Work item ▸
Output the data in full. Keep every entry exactly as written.

Collected data
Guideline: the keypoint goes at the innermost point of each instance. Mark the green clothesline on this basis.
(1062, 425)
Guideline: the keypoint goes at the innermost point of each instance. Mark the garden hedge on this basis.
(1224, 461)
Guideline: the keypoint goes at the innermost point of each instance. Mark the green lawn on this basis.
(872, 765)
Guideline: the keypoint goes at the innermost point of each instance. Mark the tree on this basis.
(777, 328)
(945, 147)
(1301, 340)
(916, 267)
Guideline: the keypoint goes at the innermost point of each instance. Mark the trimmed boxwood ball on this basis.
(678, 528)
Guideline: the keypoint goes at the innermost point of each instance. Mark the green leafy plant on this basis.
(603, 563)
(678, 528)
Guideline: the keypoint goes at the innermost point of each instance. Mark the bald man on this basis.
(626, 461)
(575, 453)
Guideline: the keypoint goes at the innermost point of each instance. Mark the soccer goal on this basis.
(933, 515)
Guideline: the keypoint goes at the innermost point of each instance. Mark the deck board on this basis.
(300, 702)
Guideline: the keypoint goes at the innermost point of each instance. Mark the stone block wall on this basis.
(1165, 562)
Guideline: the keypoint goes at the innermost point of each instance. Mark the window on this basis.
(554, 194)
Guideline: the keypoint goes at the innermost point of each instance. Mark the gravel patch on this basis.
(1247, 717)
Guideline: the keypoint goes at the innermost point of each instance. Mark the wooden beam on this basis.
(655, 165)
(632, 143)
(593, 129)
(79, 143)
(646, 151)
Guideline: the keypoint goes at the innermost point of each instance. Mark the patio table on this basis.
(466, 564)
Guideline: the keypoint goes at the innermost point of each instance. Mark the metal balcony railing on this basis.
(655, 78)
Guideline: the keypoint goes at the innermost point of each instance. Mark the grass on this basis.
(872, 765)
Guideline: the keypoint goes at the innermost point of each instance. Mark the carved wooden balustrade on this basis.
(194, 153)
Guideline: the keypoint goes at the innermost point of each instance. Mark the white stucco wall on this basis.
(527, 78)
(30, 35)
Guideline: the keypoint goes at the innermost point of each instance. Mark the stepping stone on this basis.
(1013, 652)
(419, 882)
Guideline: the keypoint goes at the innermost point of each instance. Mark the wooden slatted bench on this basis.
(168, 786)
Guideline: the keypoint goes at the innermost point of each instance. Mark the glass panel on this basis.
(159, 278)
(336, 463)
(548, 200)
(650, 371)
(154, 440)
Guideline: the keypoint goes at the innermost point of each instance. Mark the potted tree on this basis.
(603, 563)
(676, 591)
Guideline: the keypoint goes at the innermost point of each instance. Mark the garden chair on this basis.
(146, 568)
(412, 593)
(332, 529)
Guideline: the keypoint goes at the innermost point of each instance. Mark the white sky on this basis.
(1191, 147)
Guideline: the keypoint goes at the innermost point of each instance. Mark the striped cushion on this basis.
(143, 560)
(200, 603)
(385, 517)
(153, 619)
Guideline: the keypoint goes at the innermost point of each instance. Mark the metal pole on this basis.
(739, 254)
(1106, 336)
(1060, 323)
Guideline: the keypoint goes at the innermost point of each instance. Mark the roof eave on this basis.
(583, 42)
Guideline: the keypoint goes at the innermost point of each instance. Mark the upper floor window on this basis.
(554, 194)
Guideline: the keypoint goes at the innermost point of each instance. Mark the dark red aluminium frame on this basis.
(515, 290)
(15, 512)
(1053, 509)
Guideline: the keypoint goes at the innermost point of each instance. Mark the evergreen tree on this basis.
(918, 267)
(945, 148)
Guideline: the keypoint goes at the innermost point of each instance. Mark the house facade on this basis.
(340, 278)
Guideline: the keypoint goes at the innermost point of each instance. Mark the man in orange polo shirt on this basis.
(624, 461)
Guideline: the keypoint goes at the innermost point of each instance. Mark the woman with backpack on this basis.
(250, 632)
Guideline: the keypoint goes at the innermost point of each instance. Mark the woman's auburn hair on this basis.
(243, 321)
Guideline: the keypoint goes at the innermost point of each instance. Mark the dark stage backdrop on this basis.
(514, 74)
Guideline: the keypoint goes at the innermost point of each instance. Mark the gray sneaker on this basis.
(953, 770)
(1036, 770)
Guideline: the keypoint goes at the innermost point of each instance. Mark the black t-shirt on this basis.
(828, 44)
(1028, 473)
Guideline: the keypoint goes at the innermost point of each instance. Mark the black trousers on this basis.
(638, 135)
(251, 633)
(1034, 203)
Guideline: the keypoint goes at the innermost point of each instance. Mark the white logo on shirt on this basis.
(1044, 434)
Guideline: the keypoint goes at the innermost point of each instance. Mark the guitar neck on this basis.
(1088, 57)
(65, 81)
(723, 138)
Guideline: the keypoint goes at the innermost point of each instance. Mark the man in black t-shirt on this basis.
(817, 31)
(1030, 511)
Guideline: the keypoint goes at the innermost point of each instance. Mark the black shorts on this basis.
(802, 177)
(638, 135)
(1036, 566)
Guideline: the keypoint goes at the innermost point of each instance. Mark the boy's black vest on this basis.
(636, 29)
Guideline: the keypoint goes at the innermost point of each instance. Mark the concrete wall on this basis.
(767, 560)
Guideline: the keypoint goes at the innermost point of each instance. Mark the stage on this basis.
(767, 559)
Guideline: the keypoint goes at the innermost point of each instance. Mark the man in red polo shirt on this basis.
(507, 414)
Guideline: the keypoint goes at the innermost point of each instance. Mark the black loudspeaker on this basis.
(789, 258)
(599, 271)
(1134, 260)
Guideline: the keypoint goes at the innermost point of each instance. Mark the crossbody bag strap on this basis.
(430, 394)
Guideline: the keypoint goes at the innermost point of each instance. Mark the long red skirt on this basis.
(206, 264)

Completed exercise ▸
Guideline: the keypoint goes at the innermost point of each instance. Mark the green clothesline on this basis.
(1062, 425)
Guideline: the keypoint goes at the innermost point of each instance. Mark the garden hedge on this basis.
(1224, 461)
Guideline: the keypoint goes at the innermost point of each instance. Mark the green lawn on this basis.
(872, 765)
Guideline: the keypoint goes at the innermost point of each instance. Mark the tree on this basis.
(777, 328)
(945, 147)
(1301, 340)
(916, 267)
Guideline: the keypoint goes at the innermost point of each instance. Mark the trimmed boxwood ball on this basis.
(678, 528)
Guideline: the keypoint goes at the innermost point of each instance. Mark the green leafy plant on this basis.
(603, 563)
(678, 528)
Guideline: the keypoint goes at the innermost point of each instance. Mark the bald man on this basis.
(626, 461)
(575, 453)
Guideline: the keypoint goes at the innermost point of each instance. Mark the soccer goal on this basis.
(933, 515)
Guideline: the keypoint goes at the innermost point of each instance. Mark the deck board on this basis.
(300, 702)
Guideline: the keypoint goes at the innermost point of each instance. Mark the stone block wall on this basis.
(1165, 562)
Guideline: the keypoint goes at the innermost point of each instance. Mark the window on this basis.
(554, 194)
Guideline: the keypoint goes at the innermost point of each instance. Mark the gravel patch on this basis.
(1247, 717)
Guideline: the keypoint goes at the innermost point of each instance. Mark the wooden beam on this basis.
(655, 165)
(632, 143)
(593, 129)
(79, 143)
(646, 151)
Guideline: the keypoint goes at the innermost point of each instance. Mark the patio table on this basis.
(466, 564)
Guideline: the keypoint goes at the innermost point of each instance. Mark the metal balcony railing on this basis.
(655, 78)
Guideline: the keypoint goes at the innermost point of each instance. Mark the grass on this basis.
(872, 765)
Guideline: the keypoint goes at the innermost point of each instance. Mark the carved wooden balustrade on this basis.
(194, 153)
Guideline: the keypoint goes at the innermost point of each instance. Mark the white stucco wall on this basis.
(527, 78)
(30, 35)
Guideline: the keypoint goes at the innermost point of each instance. Mark the stepping stone on this basis.
(1013, 652)
(419, 882)
Guideline: the keypoint goes at the innermost point of each instance. Mark the wooden slatted bench on this basis.
(168, 786)
Guideline: the keypoint goes at the innermost point of each instance. Mark the glass panel on this basis.
(159, 278)
(336, 463)
(548, 200)
(650, 371)
(154, 440)
Guideline: the keypoint goes at the innermost point of each instance. Mark the potted tree on this basis.
(603, 563)
(676, 591)
Guideline: the keypoint goes at the innermost point of each instance. Mark the garden chair on this basis.
(146, 568)
(412, 593)
(332, 529)
Guideline: the keypoint goes at the innermost point of each instance. Mark the white sky on this basis.
(1191, 147)
Guideline: the keypoint goes at the innermost point of each instance. Mark the striped cushion on this basis.
(143, 560)
(200, 603)
(385, 517)
(153, 619)
Guideline: the keypoint goes at the innermost point of each instance. Mark the metal pole on this basis.
(739, 254)
(1106, 336)
(1060, 323)
Guideline: the keypoint goes at the innermost point of each instance. Mark the roof eave on this basis.
(583, 42)
Guideline: the keypoint goes at the innermost point of each instance. Mark the upper floor window on this basis.
(554, 194)
Guideline: the keypoint goes at the innermost point of each instance. Mark the dark red aluminium frame on this basis.
(515, 290)
(15, 512)
(1053, 509)
Guideline: the keypoint goes at the innermost point of each instance. Mark the evergreen tree on this basis.
(918, 267)
(945, 148)
Guideline: the keypoint goes at the innermost point of each instance. Mark the house facade on this basis.
(340, 278)
Guideline: the keypoint goes at the innermost point of each instance. Mark the man in orange polo shirt on this basis.
(624, 461)
Guideline: the keypoint goes at the innermost point of each instance. Mark the woman with backpack on this basis.
(250, 632)
Guideline: the keypoint goes at the innermost point of each instance. Mark the woman's auburn hair on this basis.
(243, 321)
Guideline: the keypoint goes at the innermost point of each instance. Mark the dark stage backdrop on this basis.
(514, 74)
Guideline: the keypoint goes at the innermost point of each instance. Mark the gray sneaker on this basis.
(953, 770)
(1036, 770)
Guideline: the keypoint goes at the innermost point of each instance. Mark the black t-shirt on this basis.
(828, 44)
(1028, 473)
Guideline: the keypoint goes at the innermost point of each instance. Mark the black trousers on this basis.
(638, 135)
(251, 633)
(1034, 203)
Guideline: the keypoint goes at the innermost point of each instance. Mark the white logo on shirt on this basis.
(1044, 434)
Guideline: the keypoint goes at the innermost point of each instance. Mark the guitar neck on this basis.
(1088, 57)
(65, 81)
(723, 138)
Guideline: the keypoint goes at the innermost point of each instance. Mark the man in black t-shirt on this basis.
(817, 31)
(1030, 511)
Guideline: the keypoint goes at the innermost point of each instance. Mark the black shorts on this basis.
(802, 177)
(638, 135)
(1036, 566)
Guideline: the keypoint goes at the innermost point of each instance. Mark the boy's black vest on this basis.
(636, 29)
Guideline: the keypoint goes at the innermost point of each instance. Mark the concrete wall on this basis.
(767, 560)
Guideline: the keypoint goes at the innermost point of each instance. Mark the stage on this basis.
(767, 559)
Guideline: the keypoint goes at the innermost point of each instance. Mark the man in red polo shirt on this basis.
(507, 414)
Guideline: the keypoint goes at the innermost point of each instance. Mark the black loudspeaker on this basis.
(789, 258)
(599, 271)
(1134, 260)
Guideline: the keypoint goes at the innermost point of each instance. Mark the crossbody bag strap on this basis.
(430, 394)
Guideline: the keypoint goes at the innermost point of each instance. Mark the long red skirt on this basis.
(206, 264)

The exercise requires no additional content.